• [Given problem]:
Copy out all of the records below word for word, leaving out the pictures.

· · · ·

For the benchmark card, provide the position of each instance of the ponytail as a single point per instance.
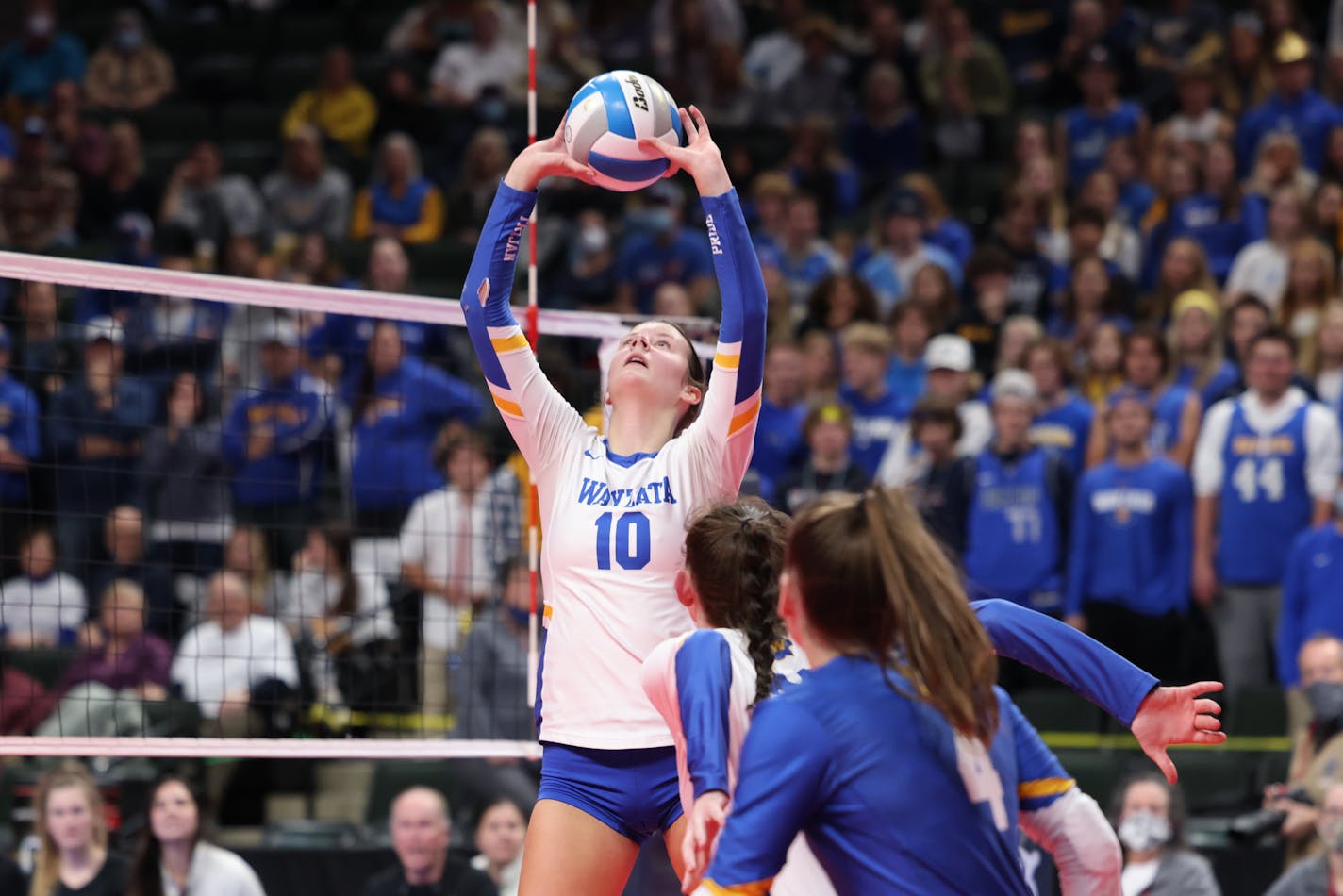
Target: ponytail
(734, 553)
(874, 581)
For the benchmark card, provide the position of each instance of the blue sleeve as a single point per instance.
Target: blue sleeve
(741, 287)
(233, 443)
(783, 765)
(496, 262)
(1079, 554)
(313, 418)
(1291, 625)
(1065, 655)
(1182, 537)
(704, 686)
(1039, 776)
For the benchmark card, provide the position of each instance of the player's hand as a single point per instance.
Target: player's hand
(1177, 716)
(700, 158)
(702, 836)
(547, 158)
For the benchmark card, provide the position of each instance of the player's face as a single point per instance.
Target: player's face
(69, 819)
(420, 832)
(1146, 797)
(652, 364)
(174, 816)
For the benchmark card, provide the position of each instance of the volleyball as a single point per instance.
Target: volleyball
(605, 120)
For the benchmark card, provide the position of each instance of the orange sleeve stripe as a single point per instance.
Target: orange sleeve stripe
(509, 342)
(727, 361)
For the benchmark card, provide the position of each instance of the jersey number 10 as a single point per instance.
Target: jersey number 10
(633, 540)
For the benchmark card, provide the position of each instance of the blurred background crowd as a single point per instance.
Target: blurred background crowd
(1068, 270)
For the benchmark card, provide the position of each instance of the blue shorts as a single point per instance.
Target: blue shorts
(636, 793)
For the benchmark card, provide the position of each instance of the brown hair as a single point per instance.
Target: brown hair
(871, 578)
(734, 553)
(46, 871)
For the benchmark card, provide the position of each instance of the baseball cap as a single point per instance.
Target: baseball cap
(950, 352)
(1291, 47)
(1013, 383)
(281, 331)
(904, 203)
(1196, 298)
(104, 326)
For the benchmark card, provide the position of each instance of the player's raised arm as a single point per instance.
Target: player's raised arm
(728, 417)
(536, 414)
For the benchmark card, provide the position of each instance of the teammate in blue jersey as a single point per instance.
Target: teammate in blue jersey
(614, 513)
(1133, 544)
(1086, 132)
(1267, 468)
(1311, 602)
(1175, 408)
(1064, 418)
(1019, 503)
(896, 755)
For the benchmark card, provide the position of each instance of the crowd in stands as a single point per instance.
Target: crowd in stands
(1067, 270)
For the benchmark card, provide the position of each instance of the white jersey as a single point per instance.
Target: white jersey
(675, 681)
(615, 525)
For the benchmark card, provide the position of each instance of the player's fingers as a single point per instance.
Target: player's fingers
(1163, 762)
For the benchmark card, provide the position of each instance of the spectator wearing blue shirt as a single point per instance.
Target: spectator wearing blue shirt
(890, 269)
(97, 423)
(1063, 418)
(1084, 133)
(804, 257)
(1294, 108)
(1019, 508)
(274, 443)
(884, 139)
(879, 414)
(1219, 217)
(779, 445)
(21, 445)
(398, 405)
(34, 62)
(1311, 602)
(1133, 545)
(664, 250)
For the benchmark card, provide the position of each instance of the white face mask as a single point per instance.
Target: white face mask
(1143, 830)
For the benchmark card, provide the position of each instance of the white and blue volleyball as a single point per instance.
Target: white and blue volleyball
(607, 119)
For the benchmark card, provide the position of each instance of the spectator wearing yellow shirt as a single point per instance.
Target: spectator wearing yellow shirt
(338, 107)
(399, 202)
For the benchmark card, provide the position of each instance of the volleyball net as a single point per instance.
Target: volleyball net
(253, 518)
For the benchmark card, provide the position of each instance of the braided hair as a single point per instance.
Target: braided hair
(734, 554)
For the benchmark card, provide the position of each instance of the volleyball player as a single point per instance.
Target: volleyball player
(705, 686)
(896, 753)
(614, 513)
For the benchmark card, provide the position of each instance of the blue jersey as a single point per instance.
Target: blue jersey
(1264, 500)
(779, 445)
(1222, 237)
(1088, 135)
(1312, 597)
(19, 427)
(1133, 538)
(1065, 427)
(1310, 119)
(1168, 417)
(876, 423)
(1013, 532)
(890, 798)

· · · ·

• [Answer below]:
For the benchmark card, provide the position of each instance of the ponytail as a single point per instance.
Target: ponytail
(734, 553)
(874, 581)
For the benchmark card, provide the position of each instance of the blue sleeve as a single point per instance.
Target: blue sleeve
(741, 287)
(233, 443)
(783, 765)
(496, 262)
(1079, 554)
(313, 418)
(1291, 625)
(1065, 655)
(1182, 537)
(704, 686)
(1039, 776)
For the benchmark card, provide the position of each instance of the player's hand as a single point per instance.
Target: player's hand
(1177, 716)
(700, 158)
(702, 836)
(547, 158)
For the benchmark card, provide the position of each instance of the player's face as a single point per instance.
Target: player's face
(69, 819)
(420, 832)
(1146, 797)
(652, 364)
(174, 816)
For the benchmark card, provide the position of each instance of the volleyball as a single point per instance.
Target: volleyball
(605, 120)
For the benchmark card, provide the position of each instance of the orange sleeve stripe as a single point per instance.
Target: orange sleeve stripe
(509, 342)
(727, 361)
For the benchmark card, provide the position of each instance of the jersey number 10 as a single point per instance.
Target: jersey number 10
(633, 540)
For the benchmark card, provide the position of each instance of the blurred background crowd as a single point per instance.
Target: blurred background crowd
(1068, 270)
For the benchmark card, provide the position of each instance of the blue shorts as a single point per instance.
Target: blue shorts
(636, 793)
For the benchmark card, provide the position of each instance of the brown hair as a single point per instance.
Target: brown hair
(871, 578)
(734, 553)
(46, 871)
For the benchmark card, provide the position of each instance of the baseball cap as a single point per instance.
Target: baseball cap
(950, 352)
(1291, 47)
(1013, 383)
(281, 331)
(904, 203)
(1196, 298)
(104, 326)
For the benchmark card, provide the position of each instance of the player's raised arm as a single point per instance.
Target: player's raised arm
(728, 417)
(536, 414)
For the benchmark card, provide the position of each instance of the teammate in blue jersey as a single point per instance.
Target: teammate in blue jersey
(614, 513)
(1133, 544)
(1086, 132)
(1267, 468)
(1311, 602)
(1175, 408)
(1064, 418)
(1019, 503)
(896, 755)
For the benchmark card, provide the position of each instance of the crowd in stands as a single point per instance.
Target: crowd in stands
(1067, 270)
For the benchmark card, provide the position of each instance of the white jersey as a single point per instance.
Target: white jersey
(675, 681)
(615, 525)
For the benchmark card, provide the position of each instance of the player's fingers as a single point per instance.
Target: player's fingers
(1163, 762)
For the benchmark card, provide the position of each instance of the spectator wearing blue shirt as a single point per instance.
Target: spectator wearing blue shirt
(890, 269)
(97, 423)
(1063, 418)
(1084, 133)
(804, 257)
(1294, 108)
(1019, 508)
(274, 443)
(884, 139)
(879, 414)
(1219, 217)
(779, 445)
(21, 445)
(398, 405)
(34, 62)
(1311, 602)
(1133, 545)
(664, 250)
For the benchmark card, provide the position of each instance of the white face mask as a single point per instance.
Target: white face mask
(1143, 830)
For the benchmark card, provide the position of each instance of the white and blue volleyball as a single point per instance.
Target: white and blue volleyball
(607, 119)
For the benchmark card, provide the position of each instance of the spectator wearing yellow shirt as a single point per instance.
Target: spectator wearing yellow shirt
(338, 107)
(399, 202)
For the benchmark card, provide the position of each instance of the volleyball net as a single point per instance.
Target: volleyball net
(253, 518)
For the benchmark card, provide the position of each instance of the braided hair as a single point per instance.
Target: braided hair
(734, 554)
For the benchmark card, provide the position of each instance of the volleyball player as a single point per instance.
Target: volleyball player
(705, 686)
(896, 753)
(614, 513)
For the benchmark card, provide the position of each instance of the blue jersey as a single point per instance.
Target: blue jersey
(1264, 500)
(779, 445)
(1222, 237)
(1088, 135)
(1312, 597)
(19, 427)
(1133, 538)
(1065, 427)
(1310, 119)
(1168, 417)
(876, 423)
(1013, 532)
(890, 798)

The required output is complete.